WHAT NEEDS TO BE DONE: Return the listing word for word, as given.

RAW DATA:
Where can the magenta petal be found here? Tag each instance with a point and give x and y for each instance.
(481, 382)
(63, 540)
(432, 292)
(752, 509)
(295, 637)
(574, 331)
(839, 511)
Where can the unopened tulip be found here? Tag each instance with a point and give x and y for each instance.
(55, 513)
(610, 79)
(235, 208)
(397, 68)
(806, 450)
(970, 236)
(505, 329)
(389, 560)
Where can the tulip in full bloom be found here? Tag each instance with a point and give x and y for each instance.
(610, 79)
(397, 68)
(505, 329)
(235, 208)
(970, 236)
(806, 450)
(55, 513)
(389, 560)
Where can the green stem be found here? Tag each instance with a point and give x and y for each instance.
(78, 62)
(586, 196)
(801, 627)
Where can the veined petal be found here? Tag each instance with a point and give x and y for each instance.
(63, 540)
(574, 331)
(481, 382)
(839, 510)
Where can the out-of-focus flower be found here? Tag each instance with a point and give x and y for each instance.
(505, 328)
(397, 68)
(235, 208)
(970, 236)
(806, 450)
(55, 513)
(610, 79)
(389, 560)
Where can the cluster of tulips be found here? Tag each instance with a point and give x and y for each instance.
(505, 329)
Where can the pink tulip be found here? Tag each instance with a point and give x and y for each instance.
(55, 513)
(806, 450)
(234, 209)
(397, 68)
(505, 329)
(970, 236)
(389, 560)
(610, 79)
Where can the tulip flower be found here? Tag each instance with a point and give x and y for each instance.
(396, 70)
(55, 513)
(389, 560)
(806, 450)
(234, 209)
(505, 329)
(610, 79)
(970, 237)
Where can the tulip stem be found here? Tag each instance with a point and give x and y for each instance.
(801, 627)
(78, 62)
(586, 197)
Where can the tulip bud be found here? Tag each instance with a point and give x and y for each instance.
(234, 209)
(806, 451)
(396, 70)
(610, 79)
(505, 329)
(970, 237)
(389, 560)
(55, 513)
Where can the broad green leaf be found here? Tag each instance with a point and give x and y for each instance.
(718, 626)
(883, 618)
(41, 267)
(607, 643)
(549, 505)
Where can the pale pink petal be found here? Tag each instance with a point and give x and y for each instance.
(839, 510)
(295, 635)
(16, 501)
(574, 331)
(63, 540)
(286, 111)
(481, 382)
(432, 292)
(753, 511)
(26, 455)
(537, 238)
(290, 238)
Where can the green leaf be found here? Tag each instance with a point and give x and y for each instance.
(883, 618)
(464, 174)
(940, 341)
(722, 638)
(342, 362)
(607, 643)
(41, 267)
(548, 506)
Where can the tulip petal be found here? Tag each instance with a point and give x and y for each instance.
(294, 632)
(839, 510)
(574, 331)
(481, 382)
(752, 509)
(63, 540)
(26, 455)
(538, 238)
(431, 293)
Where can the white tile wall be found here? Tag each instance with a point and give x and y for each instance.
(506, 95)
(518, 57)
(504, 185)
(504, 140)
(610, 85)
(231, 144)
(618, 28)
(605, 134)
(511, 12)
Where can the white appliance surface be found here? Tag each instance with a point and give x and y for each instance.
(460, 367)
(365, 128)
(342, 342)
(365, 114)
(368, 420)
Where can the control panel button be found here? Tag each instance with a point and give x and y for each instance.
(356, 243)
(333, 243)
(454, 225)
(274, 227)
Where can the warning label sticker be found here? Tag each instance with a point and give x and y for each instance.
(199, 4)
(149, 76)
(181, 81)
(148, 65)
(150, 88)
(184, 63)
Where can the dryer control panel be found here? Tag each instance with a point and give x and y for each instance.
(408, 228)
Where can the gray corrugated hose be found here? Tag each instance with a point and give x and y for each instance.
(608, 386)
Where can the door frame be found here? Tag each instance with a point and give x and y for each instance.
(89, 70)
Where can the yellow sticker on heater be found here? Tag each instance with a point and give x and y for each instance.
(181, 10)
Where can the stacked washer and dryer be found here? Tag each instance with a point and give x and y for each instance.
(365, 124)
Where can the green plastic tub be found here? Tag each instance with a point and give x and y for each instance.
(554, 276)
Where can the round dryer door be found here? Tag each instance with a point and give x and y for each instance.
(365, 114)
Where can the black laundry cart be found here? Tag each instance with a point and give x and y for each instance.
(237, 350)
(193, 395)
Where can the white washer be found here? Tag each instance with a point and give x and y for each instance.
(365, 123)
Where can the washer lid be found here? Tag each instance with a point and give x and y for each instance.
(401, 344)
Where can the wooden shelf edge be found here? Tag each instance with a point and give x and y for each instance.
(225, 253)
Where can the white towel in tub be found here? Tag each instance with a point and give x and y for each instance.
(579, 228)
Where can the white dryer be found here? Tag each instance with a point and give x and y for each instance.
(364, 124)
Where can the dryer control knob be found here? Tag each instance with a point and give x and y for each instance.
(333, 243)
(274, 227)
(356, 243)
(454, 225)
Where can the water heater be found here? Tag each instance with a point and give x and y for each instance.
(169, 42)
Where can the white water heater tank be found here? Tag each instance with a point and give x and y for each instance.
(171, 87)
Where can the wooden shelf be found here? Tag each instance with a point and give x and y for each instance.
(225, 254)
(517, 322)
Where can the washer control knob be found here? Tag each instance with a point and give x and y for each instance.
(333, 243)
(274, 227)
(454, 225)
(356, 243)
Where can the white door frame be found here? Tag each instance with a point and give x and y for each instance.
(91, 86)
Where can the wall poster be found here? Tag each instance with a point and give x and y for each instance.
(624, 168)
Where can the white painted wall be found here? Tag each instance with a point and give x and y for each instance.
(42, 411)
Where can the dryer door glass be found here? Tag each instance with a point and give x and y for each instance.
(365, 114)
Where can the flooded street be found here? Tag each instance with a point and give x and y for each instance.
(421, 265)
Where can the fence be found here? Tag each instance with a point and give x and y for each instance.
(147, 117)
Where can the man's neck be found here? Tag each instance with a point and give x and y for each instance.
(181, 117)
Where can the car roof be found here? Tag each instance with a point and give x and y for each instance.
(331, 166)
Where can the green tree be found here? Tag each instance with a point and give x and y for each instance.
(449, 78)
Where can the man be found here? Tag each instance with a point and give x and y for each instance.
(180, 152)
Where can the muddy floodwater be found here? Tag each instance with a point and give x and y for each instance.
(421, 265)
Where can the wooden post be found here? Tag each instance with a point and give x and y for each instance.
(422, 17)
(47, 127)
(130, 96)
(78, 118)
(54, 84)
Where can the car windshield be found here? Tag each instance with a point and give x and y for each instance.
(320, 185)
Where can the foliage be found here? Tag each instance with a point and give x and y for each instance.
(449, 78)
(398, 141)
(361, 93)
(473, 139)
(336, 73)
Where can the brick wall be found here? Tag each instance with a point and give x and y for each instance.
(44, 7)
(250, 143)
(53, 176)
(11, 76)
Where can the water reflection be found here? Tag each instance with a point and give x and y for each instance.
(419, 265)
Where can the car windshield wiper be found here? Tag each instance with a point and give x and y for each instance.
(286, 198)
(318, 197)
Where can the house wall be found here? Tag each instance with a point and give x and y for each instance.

SOLUTION TO THIS TASK:
Where can the magenta petal be found here? Tag each instance with a point and give x and y for each instance.
(481, 382)
(63, 540)
(432, 292)
(752, 509)
(295, 637)
(574, 331)
(839, 511)
Where can the unopened tulip be found here? Tag each instance with a point and give x and y for each instance.
(55, 513)
(610, 79)
(235, 208)
(397, 68)
(806, 450)
(970, 236)
(505, 329)
(389, 560)
Where can the tulip in full bloom be found here? Tag each instance with a point and give x and y for each instance.
(610, 79)
(397, 68)
(505, 329)
(235, 208)
(970, 236)
(806, 450)
(55, 513)
(389, 560)
Where can the green stem be found here? Tag each instance with a point and give x and y for each instance.
(78, 62)
(586, 196)
(801, 627)
Where can the veined petal be found here? Tag each instance with a point and give x and y for each instance.
(63, 540)
(574, 331)
(481, 382)
(839, 510)
Where can the out-of-focus flower be found here? Tag each instance with a point and give x and y for each instance.
(505, 328)
(397, 68)
(235, 208)
(970, 236)
(806, 450)
(55, 513)
(610, 79)
(389, 560)
Where can the cluster of tulips be found here? Tag each instance with a point and give x and y for each instance.
(505, 329)
Where can the pink tulip be found here? Tag each instance with a point and give x and y for each instance.
(55, 513)
(806, 450)
(234, 209)
(397, 68)
(505, 329)
(970, 236)
(389, 560)
(610, 79)
Where can the tulip flower be found here? Tag each instance with a point and give x and y for each instance.
(396, 70)
(55, 513)
(389, 560)
(806, 450)
(234, 209)
(505, 329)
(610, 79)
(970, 237)
Where can the tulip stem be found here? Tag each instance with a point and give x and y for each instance.
(801, 627)
(78, 62)
(586, 197)
Where can the tulip bud be found here? Tag each instance with a point and give x and y for each instance.
(234, 209)
(806, 451)
(396, 70)
(610, 79)
(505, 329)
(970, 237)
(389, 560)
(55, 513)
Where can the broad green leaf be found here? Tag each instance with a point and give x and y for each instance.
(718, 626)
(883, 618)
(41, 267)
(607, 643)
(549, 505)
Where can the pale pink petal be found here? Tag each instance with a point and give x and y for each instance.
(839, 510)
(295, 635)
(16, 501)
(574, 331)
(63, 540)
(286, 111)
(481, 382)
(432, 292)
(753, 511)
(26, 455)
(537, 238)
(290, 238)
Where can the green leaf be found here? Tag each instance with a point and give x and y for each instance.
(883, 618)
(464, 174)
(940, 341)
(722, 638)
(342, 362)
(607, 643)
(41, 267)
(548, 506)
Where can the tulip petal be found here? Tag each instance with a point and give x and y for each instance.
(294, 632)
(839, 510)
(574, 331)
(481, 382)
(752, 509)
(63, 540)
(26, 455)
(538, 238)
(431, 293)
Where can the white tile wall be found here? Tag each instance with a point and give x and y for each instance.
(506, 95)
(518, 57)
(504, 185)
(504, 140)
(610, 85)
(231, 144)
(618, 28)
(605, 134)
(511, 12)
Where can the white appliance surface be found here? Tag each instance with a point and give x and y for each instance.
(460, 367)
(365, 128)
(342, 342)
(365, 114)
(368, 420)
Where can the control panel button be found here? Tag each instance with a point and give x and y for each instance.
(356, 243)
(333, 243)
(454, 225)
(274, 227)
Where can the warning label sticker be found here? Tag each instance with a point and give x and y for each instance.
(199, 4)
(149, 76)
(181, 81)
(148, 65)
(150, 88)
(184, 63)
Where can the dryer control panel be found here? Tag each instance with a point and give x and y for each instance.
(408, 228)
Where can the gray corrugated hose be found here? Tag each instance with a point and give x and y for each instance.
(608, 386)
Where can the door frame be found here? Tag each instance with a point and give x and y for each instance.
(89, 70)
Where can the yellow sticker on heater be found here? Tag each instance with a point and give x and y for each instance.
(181, 10)
Where can the stacked washer and dryer be found here? Tag each instance with a point and give x and y for each instance.
(365, 124)
Where can the green plastic tub be found here? Tag each instance with a point and give x and y for each instance.
(554, 276)
Where can the round dryer door be found here? Tag each instance with a point and give x and y for each instance.
(365, 114)
Where can the black laundry cart be found here? Tag each instance with a point and give x and y for each instance.
(237, 350)
(193, 395)
Where can the white washer be found here? Tag each instance with a point and give x and y for each instance.
(365, 123)
Where can the washer lid be found here? Tag each instance with a point and give x and y for each instance.
(401, 344)
Where can the wooden shelf edge be found here? Tag each instance with a point and give x and y for each instance.
(225, 253)
Where can the white towel in tub be found here? Tag each instance with a point and give x and y for each instance.
(579, 228)
Where can the white dryer be found here? Tag each instance with a point and give x and y for each instance.
(364, 124)
Where can the dryer control knob be found here? Tag each instance with a point and give x and y for each instance.
(333, 243)
(274, 227)
(356, 243)
(454, 225)
Where can the water heater be found here? Tag each instance with a point and give x and y for each instance.
(169, 42)
Where can the white water heater tank be found here? Tag each instance with a point and give x and y for each instance.
(171, 87)
Where can the wooden shelf be found here? Tag each instance with a point and give x and y for each instance.
(225, 254)
(517, 322)
Where can the washer control knob be found here? Tag each instance with a point and give x and y for each instance.
(333, 243)
(274, 227)
(454, 225)
(356, 243)
Where can the white door frame be found here? Tag each instance with a point and give x and y for each instance.
(91, 86)
Where can the wall poster be found here? Tag each instance with a point and give x and y for each instance.
(624, 168)
Where can the white painted wall be found here? Tag each instance with a point and give x and y for each instance.
(42, 411)
Where can the dryer door glass be found here? Tag each instance with a point and give x and y for each instance.
(365, 114)
Where can the flooded street be found here? Tag each instance with a point and give x and y for each instance.
(421, 265)
Where can the fence be found here? Tag each instance with a point and give x and y for each instance.
(147, 117)
Where can the man's neck be found here? Tag each instance with a point and give x and y for each instance.
(181, 117)
Where can the car roof be found here? Tag each instance with a point and give x and y for each instance.
(331, 166)
Where can the green tree be found here? Tag each instance with a point and give x and y for each instance.
(449, 78)
Where can the man be found here? Tag each instance with a point and give x and y for each instance.
(180, 152)
Where can the muddy floodwater be found here? Tag each instance with a point and give x and y for each instance.
(421, 265)
Where can the wooden post be found here? Tag each instance with a point and give x and y for each instance.
(422, 17)
(47, 127)
(130, 96)
(78, 118)
(54, 84)
Where can the car windshield be found here? Tag each instance with a point and give x and y for each instance.
(320, 185)
Where can the foliage be found here? Tag each instance with a point and give x and y for each instance.
(449, 78)
(398, 141)
(361, 93)
(473, 139)
(336, 73)
Where can the brick wall be found here? Tag each instance with a point and give x and y for each instance.
(44, 7)
(250, 143)
(53, 176)
(11, 76)
Where can the water reflection be found here? Tag each instance with a point and give x and y for each instance.
(419, 265)
Where can the car windshield wiper be found here? Tag each instance with a point and give x and y for each instance.
(286, 198)
(318, 197)
Where can the house wall be found here? Tag each instance with a point and give x and y for each instance.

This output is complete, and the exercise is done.